*TASK OBJECTIVE*: Rewrite everything in the data from the line containing "Question: Locate the small" down to the line containing "[530,480,708,689]", both ends included, keeping every line as it is except that each bounding-box coordinate is shifted by -129. Give only these lines.

*INPUT MATERIAL*:
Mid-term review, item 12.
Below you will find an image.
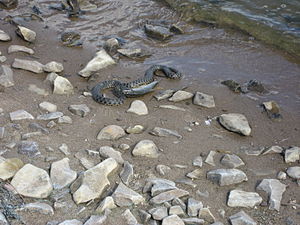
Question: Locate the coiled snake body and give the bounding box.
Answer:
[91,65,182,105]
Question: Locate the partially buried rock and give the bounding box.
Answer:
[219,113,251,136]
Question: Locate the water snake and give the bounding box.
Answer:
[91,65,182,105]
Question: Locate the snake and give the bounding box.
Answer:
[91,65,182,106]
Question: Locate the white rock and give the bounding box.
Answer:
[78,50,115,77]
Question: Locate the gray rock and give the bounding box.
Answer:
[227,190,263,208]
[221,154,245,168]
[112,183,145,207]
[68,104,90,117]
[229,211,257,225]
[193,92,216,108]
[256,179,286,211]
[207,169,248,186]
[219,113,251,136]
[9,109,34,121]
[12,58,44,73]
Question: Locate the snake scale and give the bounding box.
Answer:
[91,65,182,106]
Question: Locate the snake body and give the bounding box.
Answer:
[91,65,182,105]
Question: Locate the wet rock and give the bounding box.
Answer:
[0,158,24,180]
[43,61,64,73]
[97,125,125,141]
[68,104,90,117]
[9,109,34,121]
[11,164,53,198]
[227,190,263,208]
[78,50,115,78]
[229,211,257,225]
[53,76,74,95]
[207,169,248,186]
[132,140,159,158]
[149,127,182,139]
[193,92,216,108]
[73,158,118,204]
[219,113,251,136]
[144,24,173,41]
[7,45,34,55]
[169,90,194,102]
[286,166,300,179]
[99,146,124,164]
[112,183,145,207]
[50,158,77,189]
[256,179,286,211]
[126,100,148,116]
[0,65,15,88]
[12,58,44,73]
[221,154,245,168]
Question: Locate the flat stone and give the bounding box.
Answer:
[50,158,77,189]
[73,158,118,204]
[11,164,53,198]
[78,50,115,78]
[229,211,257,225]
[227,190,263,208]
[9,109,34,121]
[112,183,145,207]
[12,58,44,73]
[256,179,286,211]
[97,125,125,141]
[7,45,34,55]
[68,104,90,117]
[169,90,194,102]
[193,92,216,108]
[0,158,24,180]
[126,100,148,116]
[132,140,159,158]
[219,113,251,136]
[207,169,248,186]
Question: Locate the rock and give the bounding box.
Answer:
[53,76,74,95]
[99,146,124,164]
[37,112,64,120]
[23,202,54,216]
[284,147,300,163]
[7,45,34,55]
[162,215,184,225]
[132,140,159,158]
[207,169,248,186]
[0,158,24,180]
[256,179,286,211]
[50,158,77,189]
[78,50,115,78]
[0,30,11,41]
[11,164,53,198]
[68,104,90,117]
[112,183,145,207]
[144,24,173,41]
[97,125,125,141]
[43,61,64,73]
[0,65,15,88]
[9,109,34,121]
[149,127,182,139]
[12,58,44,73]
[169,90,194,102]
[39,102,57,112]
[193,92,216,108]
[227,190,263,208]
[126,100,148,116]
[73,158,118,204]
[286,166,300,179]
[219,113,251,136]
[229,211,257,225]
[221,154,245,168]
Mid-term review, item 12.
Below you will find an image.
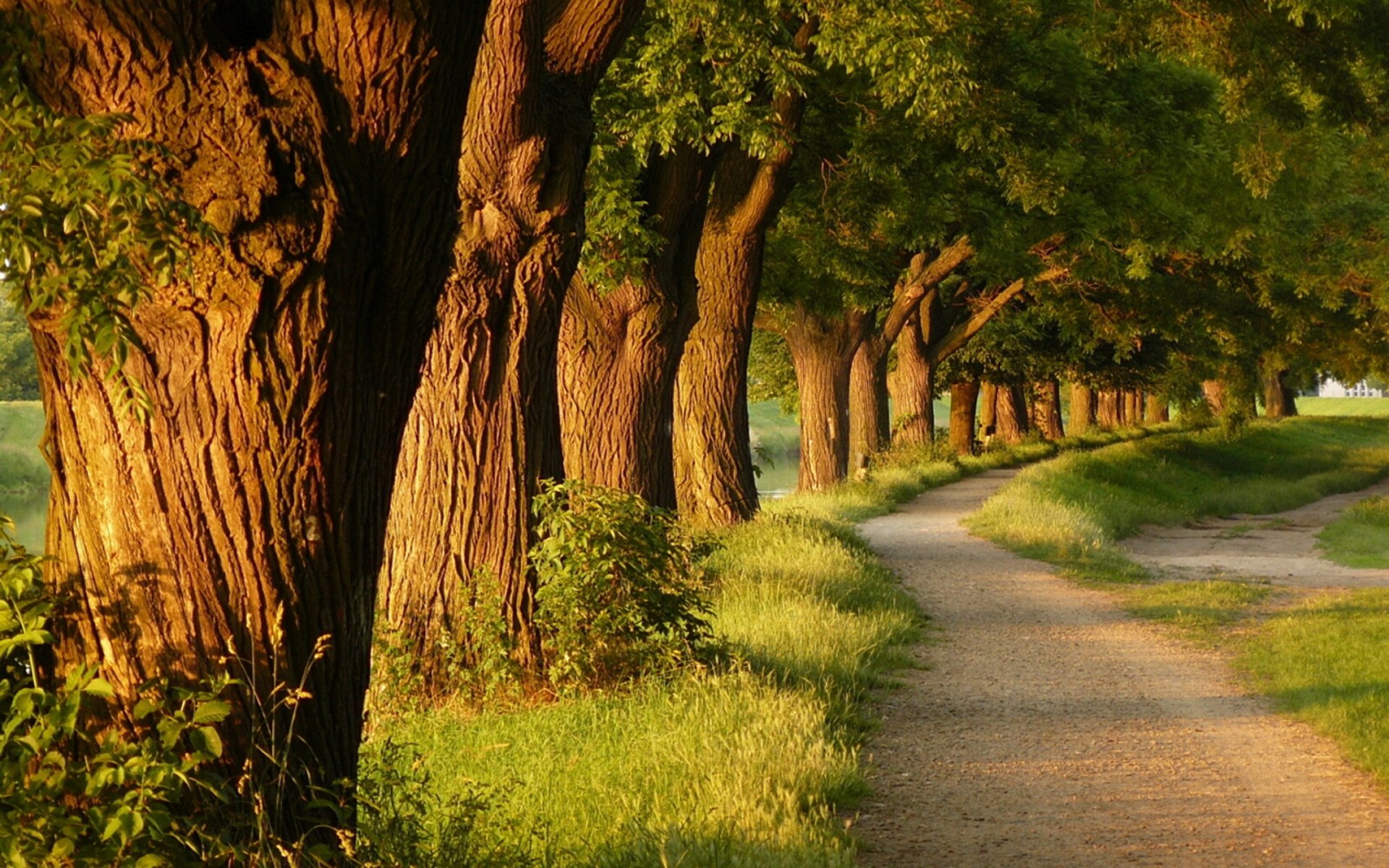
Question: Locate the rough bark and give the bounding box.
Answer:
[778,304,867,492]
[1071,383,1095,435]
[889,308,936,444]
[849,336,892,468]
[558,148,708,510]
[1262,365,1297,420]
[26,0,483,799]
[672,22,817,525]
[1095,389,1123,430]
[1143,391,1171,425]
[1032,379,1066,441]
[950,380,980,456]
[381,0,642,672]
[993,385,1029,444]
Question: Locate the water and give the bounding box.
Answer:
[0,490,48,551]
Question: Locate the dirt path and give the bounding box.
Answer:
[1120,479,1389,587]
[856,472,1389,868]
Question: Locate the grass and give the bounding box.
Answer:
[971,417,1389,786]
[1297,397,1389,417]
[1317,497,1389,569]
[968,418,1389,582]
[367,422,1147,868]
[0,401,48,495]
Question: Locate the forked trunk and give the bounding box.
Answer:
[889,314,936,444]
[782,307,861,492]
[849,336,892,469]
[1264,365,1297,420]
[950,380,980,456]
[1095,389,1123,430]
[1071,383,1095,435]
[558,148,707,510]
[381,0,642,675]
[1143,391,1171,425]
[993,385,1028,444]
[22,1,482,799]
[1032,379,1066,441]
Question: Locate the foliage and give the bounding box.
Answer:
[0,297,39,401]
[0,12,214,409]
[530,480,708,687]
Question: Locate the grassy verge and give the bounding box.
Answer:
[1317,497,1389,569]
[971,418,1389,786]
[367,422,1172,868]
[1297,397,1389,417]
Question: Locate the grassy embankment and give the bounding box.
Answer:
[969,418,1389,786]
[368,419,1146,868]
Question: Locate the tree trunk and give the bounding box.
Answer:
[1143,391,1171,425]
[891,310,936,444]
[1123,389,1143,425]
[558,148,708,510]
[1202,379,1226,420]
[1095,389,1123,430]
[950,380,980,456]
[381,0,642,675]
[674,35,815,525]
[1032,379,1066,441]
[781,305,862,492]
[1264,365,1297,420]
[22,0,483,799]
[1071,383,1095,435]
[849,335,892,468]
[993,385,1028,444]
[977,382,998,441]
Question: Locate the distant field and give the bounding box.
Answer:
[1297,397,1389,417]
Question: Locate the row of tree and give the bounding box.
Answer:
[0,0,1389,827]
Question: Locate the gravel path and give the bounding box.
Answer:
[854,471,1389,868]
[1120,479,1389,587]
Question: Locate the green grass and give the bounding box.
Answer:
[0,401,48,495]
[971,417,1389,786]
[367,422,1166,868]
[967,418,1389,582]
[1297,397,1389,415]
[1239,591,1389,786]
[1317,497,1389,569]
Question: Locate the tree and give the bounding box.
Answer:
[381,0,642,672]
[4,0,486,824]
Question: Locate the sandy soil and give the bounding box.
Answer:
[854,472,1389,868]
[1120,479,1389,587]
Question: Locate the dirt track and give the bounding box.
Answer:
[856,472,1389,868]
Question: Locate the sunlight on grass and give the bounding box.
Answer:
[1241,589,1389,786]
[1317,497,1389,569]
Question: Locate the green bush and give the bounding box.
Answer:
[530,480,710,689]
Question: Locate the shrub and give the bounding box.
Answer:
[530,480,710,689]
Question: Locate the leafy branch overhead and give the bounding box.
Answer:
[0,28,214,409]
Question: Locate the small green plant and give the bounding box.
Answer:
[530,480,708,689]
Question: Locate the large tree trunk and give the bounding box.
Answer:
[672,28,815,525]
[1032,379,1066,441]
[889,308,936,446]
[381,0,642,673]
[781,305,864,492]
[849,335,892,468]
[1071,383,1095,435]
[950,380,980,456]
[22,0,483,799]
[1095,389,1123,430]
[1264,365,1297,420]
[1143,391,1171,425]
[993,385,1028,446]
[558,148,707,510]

*EXERCISE RESPONSE*:
Question: Locate the small green plant and give the bounding box.
Answer:
[401,351,579,560]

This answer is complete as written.